Image object location entries:
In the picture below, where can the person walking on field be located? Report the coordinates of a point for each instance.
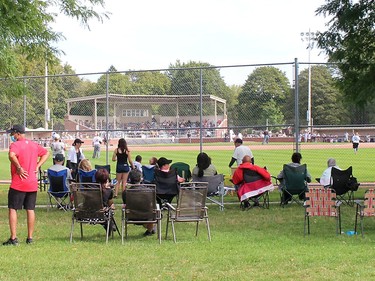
(26, 157)
(355, 140)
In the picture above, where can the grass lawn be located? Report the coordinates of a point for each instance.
(246, 245)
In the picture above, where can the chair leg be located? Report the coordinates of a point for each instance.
(71, 230)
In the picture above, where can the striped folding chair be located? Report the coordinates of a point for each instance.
(365, 208)
(322, 202)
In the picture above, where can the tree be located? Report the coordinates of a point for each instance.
(349, 41)
(25, 30)
(263, 97)
(327, 102)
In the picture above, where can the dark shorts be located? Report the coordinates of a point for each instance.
(122, 168)
(17, 199)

Written task: Please revise all of the records above, replacing "Report the coordinates" with "Give the coordinates" and changing nothing else. Leave the pictures out of your answer.

Solution to the problem:
In the picture below, where can the person walking on field be located? Give the coordinates of a point for each instance.
(26, 157)
(355, 140)
In the picture above, where can the grass lawn be located? Give the coordinates of a point for each instance.
(246, 245)
In the picture above, where can the chair leg be located? Give the coordinates of a point for each instance.
(71, 230)
In the picture above, where can the striped folding chair be located? Give the coordinates of a point for each instance.
(365, 208)
(322, 202)
In the picture above, where can the tree be located? Give the coordinates of a point for each instance.
(349, 41)
(25, 30)
(263, 97)
(327, 102)
In the picture above, where can the dark shorts be located? Give the coordinates of a point for each instance.
(122, 168)
(17, 199)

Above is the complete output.